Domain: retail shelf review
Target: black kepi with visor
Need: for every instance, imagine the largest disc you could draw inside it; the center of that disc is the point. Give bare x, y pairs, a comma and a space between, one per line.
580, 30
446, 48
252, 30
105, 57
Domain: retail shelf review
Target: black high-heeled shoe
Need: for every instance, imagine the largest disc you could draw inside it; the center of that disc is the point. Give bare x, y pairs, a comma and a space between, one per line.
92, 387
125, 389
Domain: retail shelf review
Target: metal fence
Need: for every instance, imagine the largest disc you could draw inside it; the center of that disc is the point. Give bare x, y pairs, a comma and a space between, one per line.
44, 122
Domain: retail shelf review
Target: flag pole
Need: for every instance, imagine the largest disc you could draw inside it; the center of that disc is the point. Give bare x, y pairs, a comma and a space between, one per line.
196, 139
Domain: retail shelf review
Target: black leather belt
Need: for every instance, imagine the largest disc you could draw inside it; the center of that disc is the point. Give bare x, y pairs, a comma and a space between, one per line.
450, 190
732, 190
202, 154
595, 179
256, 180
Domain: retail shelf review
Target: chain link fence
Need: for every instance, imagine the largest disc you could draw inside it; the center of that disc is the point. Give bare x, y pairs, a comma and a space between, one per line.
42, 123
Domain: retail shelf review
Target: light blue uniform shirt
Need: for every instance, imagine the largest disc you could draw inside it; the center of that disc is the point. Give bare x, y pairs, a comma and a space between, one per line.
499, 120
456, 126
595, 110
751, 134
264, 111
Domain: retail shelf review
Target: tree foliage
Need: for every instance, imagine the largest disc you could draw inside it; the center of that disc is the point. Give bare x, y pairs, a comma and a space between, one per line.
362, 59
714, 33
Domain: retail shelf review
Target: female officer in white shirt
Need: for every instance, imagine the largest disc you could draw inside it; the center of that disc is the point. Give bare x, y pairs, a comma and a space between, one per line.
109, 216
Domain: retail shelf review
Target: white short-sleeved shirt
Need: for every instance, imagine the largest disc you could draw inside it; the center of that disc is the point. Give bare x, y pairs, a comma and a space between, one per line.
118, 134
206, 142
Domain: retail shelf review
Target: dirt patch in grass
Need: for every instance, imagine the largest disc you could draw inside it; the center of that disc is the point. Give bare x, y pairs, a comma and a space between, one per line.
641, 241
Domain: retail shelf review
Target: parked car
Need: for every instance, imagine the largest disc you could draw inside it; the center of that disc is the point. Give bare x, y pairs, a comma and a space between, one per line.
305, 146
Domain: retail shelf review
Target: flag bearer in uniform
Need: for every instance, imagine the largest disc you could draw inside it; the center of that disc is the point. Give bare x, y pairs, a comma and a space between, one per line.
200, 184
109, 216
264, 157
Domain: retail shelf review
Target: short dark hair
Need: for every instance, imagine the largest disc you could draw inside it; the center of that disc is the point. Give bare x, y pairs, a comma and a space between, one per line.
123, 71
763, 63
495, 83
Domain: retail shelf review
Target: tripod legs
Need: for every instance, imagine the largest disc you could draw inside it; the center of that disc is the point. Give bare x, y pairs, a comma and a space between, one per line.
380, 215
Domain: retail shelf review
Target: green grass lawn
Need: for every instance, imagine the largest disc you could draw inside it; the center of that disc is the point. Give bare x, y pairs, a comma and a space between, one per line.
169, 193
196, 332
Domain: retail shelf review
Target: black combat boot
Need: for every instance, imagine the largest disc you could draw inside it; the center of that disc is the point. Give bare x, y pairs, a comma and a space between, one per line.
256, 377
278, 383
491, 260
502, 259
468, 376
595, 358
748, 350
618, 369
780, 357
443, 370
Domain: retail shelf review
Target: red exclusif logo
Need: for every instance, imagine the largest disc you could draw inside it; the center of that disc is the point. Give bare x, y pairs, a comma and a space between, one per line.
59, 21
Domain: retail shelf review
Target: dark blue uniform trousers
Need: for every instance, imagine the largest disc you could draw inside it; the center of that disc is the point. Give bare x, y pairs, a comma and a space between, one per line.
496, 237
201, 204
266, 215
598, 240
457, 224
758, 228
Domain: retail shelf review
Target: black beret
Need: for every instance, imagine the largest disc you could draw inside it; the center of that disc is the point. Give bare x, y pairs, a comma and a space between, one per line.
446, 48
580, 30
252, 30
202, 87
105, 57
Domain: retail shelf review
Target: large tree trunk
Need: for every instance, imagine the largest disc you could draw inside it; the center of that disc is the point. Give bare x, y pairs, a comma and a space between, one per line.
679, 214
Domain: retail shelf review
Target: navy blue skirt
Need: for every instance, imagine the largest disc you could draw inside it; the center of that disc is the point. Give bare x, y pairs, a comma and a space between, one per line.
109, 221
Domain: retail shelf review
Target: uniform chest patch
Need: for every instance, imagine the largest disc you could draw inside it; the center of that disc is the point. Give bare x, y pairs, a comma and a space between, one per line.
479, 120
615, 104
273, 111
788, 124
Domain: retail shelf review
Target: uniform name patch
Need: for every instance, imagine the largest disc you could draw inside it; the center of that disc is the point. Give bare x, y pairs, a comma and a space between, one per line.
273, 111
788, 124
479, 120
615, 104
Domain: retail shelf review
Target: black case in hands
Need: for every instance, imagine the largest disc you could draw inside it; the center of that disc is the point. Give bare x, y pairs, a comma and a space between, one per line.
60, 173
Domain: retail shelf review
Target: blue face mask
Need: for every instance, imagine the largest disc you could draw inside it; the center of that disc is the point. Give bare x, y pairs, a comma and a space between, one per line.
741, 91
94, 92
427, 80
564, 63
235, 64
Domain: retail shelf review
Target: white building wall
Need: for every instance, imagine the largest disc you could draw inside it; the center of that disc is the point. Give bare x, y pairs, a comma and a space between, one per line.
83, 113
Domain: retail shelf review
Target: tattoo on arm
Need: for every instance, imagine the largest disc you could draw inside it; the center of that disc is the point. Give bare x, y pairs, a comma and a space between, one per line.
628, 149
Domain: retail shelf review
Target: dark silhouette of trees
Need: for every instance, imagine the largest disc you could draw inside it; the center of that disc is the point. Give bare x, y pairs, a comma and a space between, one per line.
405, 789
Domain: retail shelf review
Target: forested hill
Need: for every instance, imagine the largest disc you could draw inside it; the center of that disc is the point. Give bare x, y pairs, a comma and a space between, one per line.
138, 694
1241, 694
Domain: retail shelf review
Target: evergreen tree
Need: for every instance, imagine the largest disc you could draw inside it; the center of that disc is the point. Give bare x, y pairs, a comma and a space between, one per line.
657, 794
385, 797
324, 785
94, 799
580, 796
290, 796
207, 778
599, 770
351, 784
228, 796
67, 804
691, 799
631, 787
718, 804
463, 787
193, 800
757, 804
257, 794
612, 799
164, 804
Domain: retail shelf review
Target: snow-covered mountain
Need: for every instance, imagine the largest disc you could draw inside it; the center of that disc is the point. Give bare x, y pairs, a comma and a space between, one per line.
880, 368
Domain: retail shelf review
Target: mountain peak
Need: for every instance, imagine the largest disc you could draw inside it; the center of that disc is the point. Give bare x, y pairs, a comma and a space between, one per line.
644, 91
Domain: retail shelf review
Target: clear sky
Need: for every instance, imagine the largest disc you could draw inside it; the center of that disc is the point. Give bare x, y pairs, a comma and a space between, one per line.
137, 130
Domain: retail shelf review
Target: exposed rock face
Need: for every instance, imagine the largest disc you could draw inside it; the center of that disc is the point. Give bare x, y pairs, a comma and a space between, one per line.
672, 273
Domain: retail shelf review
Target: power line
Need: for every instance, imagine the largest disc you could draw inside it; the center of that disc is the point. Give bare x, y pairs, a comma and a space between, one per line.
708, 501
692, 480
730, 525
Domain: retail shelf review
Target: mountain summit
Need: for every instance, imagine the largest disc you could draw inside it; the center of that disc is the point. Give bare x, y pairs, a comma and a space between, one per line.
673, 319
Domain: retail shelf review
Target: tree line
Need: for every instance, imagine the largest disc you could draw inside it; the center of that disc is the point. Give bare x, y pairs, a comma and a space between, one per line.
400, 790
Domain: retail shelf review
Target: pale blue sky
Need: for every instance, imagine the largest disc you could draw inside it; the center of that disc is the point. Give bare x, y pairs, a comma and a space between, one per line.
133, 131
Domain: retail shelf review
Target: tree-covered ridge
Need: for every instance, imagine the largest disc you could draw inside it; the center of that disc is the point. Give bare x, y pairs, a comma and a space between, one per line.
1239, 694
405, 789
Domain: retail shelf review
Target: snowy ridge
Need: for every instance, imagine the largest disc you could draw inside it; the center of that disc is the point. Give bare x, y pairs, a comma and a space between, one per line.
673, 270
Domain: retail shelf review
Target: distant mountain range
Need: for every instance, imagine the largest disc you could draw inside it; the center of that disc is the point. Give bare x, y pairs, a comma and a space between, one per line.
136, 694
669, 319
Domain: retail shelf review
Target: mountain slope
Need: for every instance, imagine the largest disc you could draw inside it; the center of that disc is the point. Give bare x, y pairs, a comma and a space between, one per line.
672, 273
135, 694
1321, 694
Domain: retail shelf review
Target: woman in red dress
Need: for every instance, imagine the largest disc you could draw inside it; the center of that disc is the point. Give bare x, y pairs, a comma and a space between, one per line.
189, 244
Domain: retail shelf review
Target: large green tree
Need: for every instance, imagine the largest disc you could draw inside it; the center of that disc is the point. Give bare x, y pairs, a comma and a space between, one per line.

• [Görev Yönergesi]: Yukarıdaki verilerde "short" dizesini içeren satırların sayısını verin ve yanıt olarak yalnızca bu sayıyı yazın. Büyük ve küçük harf ayrımı dikkate alınır.

• [Alıştırma Çözümü]: 2